[Text extract]
+ + + + + + +
Instead, for the small car, a small (short) block XK-six was developed,
initially in two litre form and later enlarged for introduction as the 2.4; with this, the XK-four
was officially cancelled by which time the flirtation with the eight had
probably already been forgotten. For
decades thereafter, Jaguar would prefer to think in multiples of six and,
having missed the chance in the 1960s to co-op the Daimler 4.6, it wouldn’t be for
another thirty years that a V8 of four-odd litres would appear in one of their
cars.
1954 prototype Jaguar 9 litre military V8.
That didn't mean in the intervening years Jaguar didn't build any V8s. In the early 1950s, while fulfilling a contract with the Ministry of Supply to manufacture sets of spares for the Rolls-Royce Meteor mark IVB engines (a version of the wartime Merlin V12 made famous in Spitfires and other aircraft) used in the army's tanks, Jaguar was invited to produce for evaluation a number of V8s of "approximately 8 litres (488 cubic inches)". Intended as a general purpose engine for military applications such as light tanks, armored cars and trucks, what Jaguar delivered was a 9 litre (549 cubic inches), 90o V8 with double overhead camshafts (DOHC), four valves per cylinder and a sealed electrical system (distributors and ignition) to permit underwater operation, thereby making the units suitable also for marine use. With an almost square configuration (the bore & stroke was 114.3 x 110 mm (4.5 x 4.33 inches)), the naturally aspirated engine exceeded the requested output, yielding 320 bhp (240 kw) at 3750 rpm and either five or six were delivered to the ministry for the army to test. From that point, it's a mystery, neither the military, the government nor Jaguar having any record of the outcome of the trials which apparently didn't proceed beyond 1956 or 1957; certainly no orders were placed and the project was terminated. At least one one of the V8s survived, purchased in an army surplus sale it was as late as the 1990s being used in the barbaric-sounding sport of "tractor-pulling". Later, Jaguar enjoyed more success with the military, the army for some years using a version of the 4.2 litre XK-six in their tracked armored reconnaissance vehicles, the specification similar to that used when installed in the Dennis D600 fire engine.
+ + + + + + +
[Object location annotation data]
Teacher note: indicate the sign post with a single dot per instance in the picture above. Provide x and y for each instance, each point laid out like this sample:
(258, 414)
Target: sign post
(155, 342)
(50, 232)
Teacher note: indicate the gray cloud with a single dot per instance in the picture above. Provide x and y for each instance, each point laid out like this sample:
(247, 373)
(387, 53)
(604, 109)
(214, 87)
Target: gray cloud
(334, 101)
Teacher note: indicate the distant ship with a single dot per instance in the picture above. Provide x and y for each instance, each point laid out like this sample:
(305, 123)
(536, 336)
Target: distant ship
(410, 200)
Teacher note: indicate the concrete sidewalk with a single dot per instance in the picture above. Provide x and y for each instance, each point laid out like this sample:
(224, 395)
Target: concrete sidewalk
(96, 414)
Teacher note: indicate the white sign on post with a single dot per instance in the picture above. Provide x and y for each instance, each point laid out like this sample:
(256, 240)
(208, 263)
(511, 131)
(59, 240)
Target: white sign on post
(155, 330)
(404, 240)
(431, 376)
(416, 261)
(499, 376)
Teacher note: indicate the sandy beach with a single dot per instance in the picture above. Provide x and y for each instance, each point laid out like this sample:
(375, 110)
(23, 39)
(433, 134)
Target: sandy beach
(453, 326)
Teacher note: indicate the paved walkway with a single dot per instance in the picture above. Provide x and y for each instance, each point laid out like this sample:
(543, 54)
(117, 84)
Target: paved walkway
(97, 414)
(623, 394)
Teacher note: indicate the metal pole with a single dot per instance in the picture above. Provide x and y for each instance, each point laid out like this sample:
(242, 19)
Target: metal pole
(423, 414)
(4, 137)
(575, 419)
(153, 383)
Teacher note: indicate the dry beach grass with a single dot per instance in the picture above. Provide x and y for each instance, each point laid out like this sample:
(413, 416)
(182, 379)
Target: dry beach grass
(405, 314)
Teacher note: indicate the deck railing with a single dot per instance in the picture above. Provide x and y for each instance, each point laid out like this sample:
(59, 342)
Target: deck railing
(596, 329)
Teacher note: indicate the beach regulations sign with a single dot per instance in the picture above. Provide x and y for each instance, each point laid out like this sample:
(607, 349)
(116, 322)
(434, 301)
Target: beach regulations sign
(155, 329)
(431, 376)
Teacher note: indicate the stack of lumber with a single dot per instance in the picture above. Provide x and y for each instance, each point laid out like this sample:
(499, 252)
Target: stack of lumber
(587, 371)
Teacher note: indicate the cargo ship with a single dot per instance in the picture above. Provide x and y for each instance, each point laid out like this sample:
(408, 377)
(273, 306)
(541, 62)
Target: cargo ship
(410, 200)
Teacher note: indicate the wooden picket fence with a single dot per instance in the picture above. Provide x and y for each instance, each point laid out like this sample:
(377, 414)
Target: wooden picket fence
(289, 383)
+ + + + + + +
[Exercise] Pick up the passage on Jaguar's engines after its last sentence and continue it. These rows have no connection to the passage on Jaguar's engines.

[Response to this exercise]
Jaguar V12 in 1973 XJ12. So tight was the fit in the XJ's engine bay, even the battery needed its own cooling fan.
Jaguar’s management vetoed production of
the Daimler 4.6 on the grounds (1) there was not the capacity to increase production to what be required for the volume of sales Jaguar hoped the Mark X would
achieve and (2) the Mark X would need significant modifications to permit
installation of the V8. Given that Daimler’s production facilities had no difficulty dramatically increasing
production of the 2.5 when it was used in the smaller saloon body and a number
of specialists have subsequently noted how easy it was to fit some very big
units into the Mark X’s commodious engine bay, it’s little wonder there’s
always been the suspicion the anti-V8 prejudice may have played a part. Whatever the reasons, the decision was made
instead to enlarge the XK-six to 4.2 litres and missed was the opportunity for
Jaguar to offer a large V8-powered car at least competitive with and in some ways
superior to the big Americans. The Mark
X (later re-named 420G) was not the hoped-for success, sales never more than
modest even in its early days and in decline until its demise in 1970 by which
time production had slowed to a trickle.
It was a shame for a design which was so advanced and had so much
potential for the US market and had the V8 been used or had the V12 been available by the mid-1960s,
things could have been different.
The unfortunate reputation the twelve later gained was because of lax
standards in the production process, not any fragility in the design which was fundamentally
sound and it would have been a natural fit in the Mark X. So the Daimler 4.6 remained briefly in
small-scale production for the limousines and the 2.5 enjoyed a successful run
as an exclusive model under the hood of the smallest Jaguar (as well as the footnote of the SP250 roadster), a life which would
extend until 1969. Unfortunately, the
powerful, torquey, compact and robust 2.5, which easily could have been
enlarged to three litres, wasn’t used in the Stag. More helpfully, even if capacity had been
limited to 2.8 litres (170 cubic inches) to take advantage of the lower
taxation rates applied in Europe, the Daimler V8 would have been more than
equal to the task.
Crossing the Rubicon
Fuel-injected 2.5 litre Triumph six in 1968 Triumph TR5.
The Triumph six was essentially an enlarged version of an earlier four. Released also in 1.6 & 2.0 capacities and used in the 2000/2500, Vitesse, GT6 & TR5/6, the fuel-injection was adopted only for the some of the non-US market sports cars and the short-lived 2.5 PI saloon and because of the reliance on the US market, TVR, which used the engine in the 2500M, in all markets, offered only the twin-carburetor version certified for US sale in the TR-250. Apart from those fitted with never wholly satisfactory Lucas mechanical fuel-injection, with roots in a tractor engine, the pushrod Triumph six was not an advanced powerplant but it was highly tuneable and something the Stag's V8 never was: robust and reliable. Although it sounds (and would have been) anachronistic, Triumph would have been better advised to take the old four and create a 3.0 litre straight-eight with the power take-off in the centre. Even with carburetors (certainly for the US market) it would have been unique (in a good way) and doing that while adding a few inches to the nose would have been a simpler and cheaper task than what was done. A straight-eight Stag would also have reached the market earlier.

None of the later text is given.